__EXERCISE DETAILS__
Could you rescale everything from the line containing "Keypoint placement rule: for each instance of the red chair" down to the line containing "(1216, 642)", both lines included, by writing them out again with each point coordinate in the answers multiplied by 1.25 and rounded to a whole number, halves up? Keep the request wording unchanged and return only those lines.

++++++++++++++++++++

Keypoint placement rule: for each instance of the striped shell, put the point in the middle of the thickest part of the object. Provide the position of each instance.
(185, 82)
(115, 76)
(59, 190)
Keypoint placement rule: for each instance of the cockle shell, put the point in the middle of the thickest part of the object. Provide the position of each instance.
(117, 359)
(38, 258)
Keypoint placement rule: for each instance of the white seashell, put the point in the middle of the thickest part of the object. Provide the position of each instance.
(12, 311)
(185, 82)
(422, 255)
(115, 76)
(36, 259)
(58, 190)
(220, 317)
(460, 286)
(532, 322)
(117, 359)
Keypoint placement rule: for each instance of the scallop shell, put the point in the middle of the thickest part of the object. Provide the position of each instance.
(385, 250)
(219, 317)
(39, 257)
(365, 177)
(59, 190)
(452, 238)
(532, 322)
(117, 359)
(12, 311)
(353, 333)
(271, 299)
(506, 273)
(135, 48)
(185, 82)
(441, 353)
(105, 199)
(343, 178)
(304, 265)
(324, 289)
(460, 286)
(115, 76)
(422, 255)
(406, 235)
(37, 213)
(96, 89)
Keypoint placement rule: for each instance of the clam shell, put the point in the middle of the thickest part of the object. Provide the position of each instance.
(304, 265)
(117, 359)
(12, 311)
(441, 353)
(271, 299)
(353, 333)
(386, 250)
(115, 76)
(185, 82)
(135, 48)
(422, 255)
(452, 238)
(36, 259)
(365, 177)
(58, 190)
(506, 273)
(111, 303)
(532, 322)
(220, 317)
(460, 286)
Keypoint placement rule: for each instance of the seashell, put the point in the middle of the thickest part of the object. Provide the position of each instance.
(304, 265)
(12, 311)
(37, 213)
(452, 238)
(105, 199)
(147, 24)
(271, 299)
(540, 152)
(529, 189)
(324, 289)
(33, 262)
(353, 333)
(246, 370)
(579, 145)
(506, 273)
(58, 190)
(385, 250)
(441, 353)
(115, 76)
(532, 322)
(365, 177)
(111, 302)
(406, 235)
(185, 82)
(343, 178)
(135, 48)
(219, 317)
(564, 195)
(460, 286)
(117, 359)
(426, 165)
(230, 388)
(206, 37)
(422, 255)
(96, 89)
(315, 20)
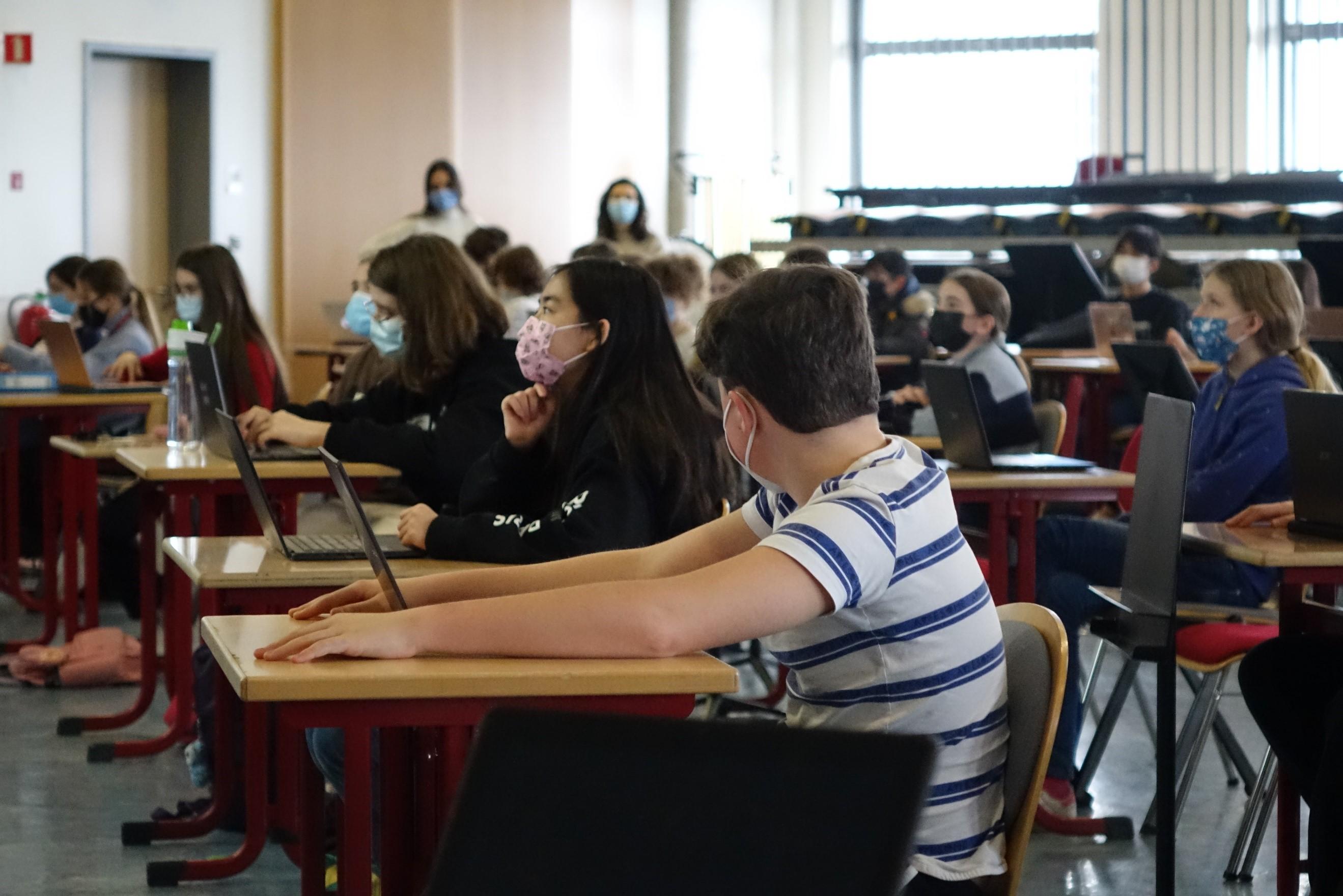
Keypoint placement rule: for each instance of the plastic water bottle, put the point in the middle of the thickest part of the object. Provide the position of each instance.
(183, 414)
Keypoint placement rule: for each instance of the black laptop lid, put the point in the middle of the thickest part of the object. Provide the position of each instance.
(1315, 446)
(957, 411)
(580, 804)
(251, 481)
(1154, 528)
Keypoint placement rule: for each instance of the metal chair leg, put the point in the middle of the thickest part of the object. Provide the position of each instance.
(1266, 809)
(1108, 719)
(1251, 817)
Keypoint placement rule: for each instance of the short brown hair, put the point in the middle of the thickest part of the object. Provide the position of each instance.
(445, 303)
(519, 269)
(798, 339)
(677, 276)
(736, 268)
(986, 295)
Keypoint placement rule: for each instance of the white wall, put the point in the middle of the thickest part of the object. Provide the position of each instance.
(42, 131)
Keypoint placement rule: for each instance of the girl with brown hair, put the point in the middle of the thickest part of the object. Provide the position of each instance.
(438, 413)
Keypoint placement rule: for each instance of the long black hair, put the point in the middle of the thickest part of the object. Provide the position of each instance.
(606, 228)
(638, 386)
(225, 301)
(453, 183)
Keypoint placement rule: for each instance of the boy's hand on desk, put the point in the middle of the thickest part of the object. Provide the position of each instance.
(413, 528)
(291, 429)
(360, 597)
(380, 637)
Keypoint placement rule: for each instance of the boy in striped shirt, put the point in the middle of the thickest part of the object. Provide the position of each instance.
(849, 563)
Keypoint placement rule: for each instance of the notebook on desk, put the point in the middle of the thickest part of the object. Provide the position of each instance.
(965, 442)
(68, 362)
(297, 547)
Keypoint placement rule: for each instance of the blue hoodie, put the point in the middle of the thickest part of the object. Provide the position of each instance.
(1239, 453)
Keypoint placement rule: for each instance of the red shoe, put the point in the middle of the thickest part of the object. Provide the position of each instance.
(1057, 798)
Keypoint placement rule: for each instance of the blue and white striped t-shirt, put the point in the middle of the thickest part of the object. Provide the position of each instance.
(914, 644)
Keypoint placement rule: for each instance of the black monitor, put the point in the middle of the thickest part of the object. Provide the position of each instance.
(1051, 283)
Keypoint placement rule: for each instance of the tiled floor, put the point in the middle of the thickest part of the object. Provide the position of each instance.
(61, 817)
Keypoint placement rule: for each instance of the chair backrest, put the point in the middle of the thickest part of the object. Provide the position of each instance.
(1036, 652)
(1051, 421)
(1154, 531)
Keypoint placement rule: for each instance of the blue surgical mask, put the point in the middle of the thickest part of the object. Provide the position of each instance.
(387, 336)
(622, 210)
(442, 199)
(358, 318)
(61, 305)
(188, 308)
(1211, 339)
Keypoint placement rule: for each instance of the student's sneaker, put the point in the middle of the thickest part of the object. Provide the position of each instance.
(1057, 798)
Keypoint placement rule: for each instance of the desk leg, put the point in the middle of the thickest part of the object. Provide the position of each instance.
(150, 508)
(355, 857)
(1028, 511)
(256, 774)
(998, 548)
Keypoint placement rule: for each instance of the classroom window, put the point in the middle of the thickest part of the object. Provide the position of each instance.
(1312, 70)
(977, 93)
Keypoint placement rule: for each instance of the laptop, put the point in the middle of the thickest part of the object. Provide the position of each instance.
(1154, 369)
(621, 804)
(68, 362)
(375, 547)
(965, 444)
(207, 381)
(300, 547)
(1111, 323)
(1315, 446)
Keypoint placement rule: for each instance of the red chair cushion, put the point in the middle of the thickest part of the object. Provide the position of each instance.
(1216, 642)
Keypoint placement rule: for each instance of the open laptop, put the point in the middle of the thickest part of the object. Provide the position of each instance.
(1111, 323)
(1154, 369)
(68, 362)
(207, 381)
(622, 804)
(965, 444)
(300, 547)
(1315, 446)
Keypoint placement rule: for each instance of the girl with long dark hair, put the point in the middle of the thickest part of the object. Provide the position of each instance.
(611, 446)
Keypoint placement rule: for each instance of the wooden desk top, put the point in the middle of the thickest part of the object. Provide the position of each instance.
(250, 562)
(79, 400)
(104, 446)
(160, 464)
(1264, 546)
(990, 480)
(234, 638)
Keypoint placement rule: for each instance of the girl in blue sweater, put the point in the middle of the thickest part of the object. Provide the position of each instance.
(1249, 321)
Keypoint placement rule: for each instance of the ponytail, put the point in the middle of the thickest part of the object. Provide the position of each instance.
(1317, 375)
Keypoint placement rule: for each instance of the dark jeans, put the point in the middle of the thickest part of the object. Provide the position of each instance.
(1072, 554)
(1294, 688)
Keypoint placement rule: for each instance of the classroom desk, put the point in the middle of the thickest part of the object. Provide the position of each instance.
(171, 479)
(1017, 497)
(61, 414)
(452, 693)
(1304, 561)
(1093, 381)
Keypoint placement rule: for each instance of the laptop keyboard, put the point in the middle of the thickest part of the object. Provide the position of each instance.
(324, 543)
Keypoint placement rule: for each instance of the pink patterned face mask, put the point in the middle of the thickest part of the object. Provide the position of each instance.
(534, 352)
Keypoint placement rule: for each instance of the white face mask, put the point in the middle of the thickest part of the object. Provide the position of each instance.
(746, 463)
(1131, 270)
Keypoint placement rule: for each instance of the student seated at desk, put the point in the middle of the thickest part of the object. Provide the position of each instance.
(849, 562)
(970, 323)
(1249, 323)
(434, 314)
(610, 449)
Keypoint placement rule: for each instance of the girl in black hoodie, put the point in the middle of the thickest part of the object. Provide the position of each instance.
(611, 448)
(438, 413)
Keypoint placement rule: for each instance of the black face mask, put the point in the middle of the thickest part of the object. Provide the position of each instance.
(946, 331)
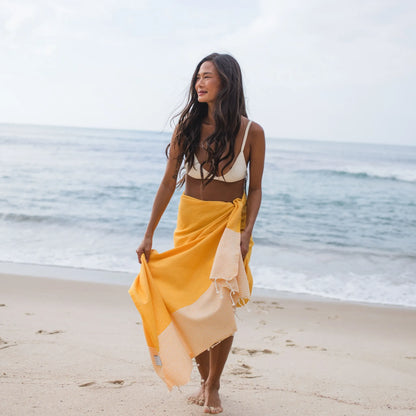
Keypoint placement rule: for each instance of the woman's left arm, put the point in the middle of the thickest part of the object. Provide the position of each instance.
(257, 144)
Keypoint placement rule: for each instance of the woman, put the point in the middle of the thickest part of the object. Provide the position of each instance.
(186, 296)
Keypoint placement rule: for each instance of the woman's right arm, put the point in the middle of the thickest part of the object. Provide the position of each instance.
(162, 198)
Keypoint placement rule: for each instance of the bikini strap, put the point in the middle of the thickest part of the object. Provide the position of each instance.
(245, 136)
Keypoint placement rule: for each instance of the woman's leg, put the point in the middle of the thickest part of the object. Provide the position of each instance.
(217, 357)
(202, 361)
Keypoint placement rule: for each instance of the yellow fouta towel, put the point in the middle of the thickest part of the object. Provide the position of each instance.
(186, 296)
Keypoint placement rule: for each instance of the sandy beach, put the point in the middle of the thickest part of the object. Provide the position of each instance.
(77, 348)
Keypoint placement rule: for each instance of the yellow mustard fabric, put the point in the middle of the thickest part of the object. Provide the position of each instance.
(186, 296)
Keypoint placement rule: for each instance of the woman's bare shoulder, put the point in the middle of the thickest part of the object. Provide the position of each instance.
(256, 131)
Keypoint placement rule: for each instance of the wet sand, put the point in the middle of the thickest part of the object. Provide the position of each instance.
(77, 348)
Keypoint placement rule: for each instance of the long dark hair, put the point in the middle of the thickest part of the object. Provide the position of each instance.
(229, 107)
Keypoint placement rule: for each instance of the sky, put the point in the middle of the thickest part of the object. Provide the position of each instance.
(337, 70)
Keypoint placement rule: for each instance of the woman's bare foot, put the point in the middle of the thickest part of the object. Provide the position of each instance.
(212, 403)
(198, 397)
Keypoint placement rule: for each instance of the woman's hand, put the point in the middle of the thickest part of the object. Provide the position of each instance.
(145, 247)
(244, 242)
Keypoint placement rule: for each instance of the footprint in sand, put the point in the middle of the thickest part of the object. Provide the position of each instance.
(4, 344)
(90, 383)
(315, 348)
(110, 383)
(43, 332)
(243, 370)
(251, 351)
(290, 343)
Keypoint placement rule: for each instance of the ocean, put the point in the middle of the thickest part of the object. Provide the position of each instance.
(337, 219)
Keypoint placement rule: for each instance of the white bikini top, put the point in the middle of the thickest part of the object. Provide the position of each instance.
(237, 172)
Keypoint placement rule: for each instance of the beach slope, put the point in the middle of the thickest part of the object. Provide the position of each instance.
(77, 348)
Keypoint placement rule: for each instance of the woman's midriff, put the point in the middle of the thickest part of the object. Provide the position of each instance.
(215, 190)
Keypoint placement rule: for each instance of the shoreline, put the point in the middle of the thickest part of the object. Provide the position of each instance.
(76, 347)
(122, 278)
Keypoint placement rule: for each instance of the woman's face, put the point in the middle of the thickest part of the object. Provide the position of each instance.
(208, 83)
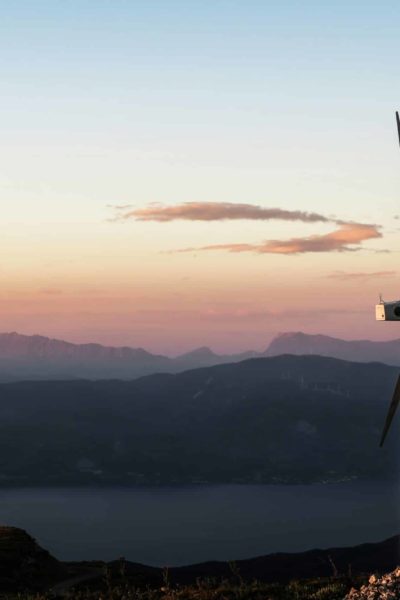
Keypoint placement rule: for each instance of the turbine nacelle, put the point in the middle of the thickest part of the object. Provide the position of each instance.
(387, 311)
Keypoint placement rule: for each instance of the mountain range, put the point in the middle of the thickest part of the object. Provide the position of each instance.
(24, 565)
(39, 357)
(294, 419)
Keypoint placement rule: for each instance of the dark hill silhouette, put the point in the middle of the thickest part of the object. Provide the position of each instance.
(25, 565)
(39, 357)
(281, 419)
(323, 345)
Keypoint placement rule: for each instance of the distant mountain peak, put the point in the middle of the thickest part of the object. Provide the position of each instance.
(202, 352)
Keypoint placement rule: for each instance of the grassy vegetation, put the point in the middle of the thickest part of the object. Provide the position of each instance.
(117, 586)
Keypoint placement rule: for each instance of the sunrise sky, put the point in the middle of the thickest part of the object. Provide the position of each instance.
(184, 173)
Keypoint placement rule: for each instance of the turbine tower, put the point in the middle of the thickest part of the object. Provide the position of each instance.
(396, 394)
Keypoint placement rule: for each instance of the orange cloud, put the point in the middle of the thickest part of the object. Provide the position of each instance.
(345, 239)
(343, 276)
(219, 211)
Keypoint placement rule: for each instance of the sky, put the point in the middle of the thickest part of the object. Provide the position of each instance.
(180, 173)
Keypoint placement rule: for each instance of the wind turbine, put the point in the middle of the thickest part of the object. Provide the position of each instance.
(390, 311)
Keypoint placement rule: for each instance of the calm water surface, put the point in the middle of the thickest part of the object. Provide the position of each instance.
(182, 525)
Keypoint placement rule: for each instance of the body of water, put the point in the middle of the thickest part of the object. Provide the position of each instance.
(182, 525)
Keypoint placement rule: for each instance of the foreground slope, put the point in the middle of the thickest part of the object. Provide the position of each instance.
(284, 419)
(326, 573)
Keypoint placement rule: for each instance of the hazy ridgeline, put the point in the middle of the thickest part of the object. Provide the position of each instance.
(283, 419)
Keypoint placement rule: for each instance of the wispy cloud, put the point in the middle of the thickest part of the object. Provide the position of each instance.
(218, 211)
(347, 238)
(346, 276)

++++++++++++++++++++

__FULL SOLUTION__
Keypoint placement rule: for each instance of the red chair cushion, put the point in the middle of the thickest part of the object. Provide the position of each instance.
(1520, 803)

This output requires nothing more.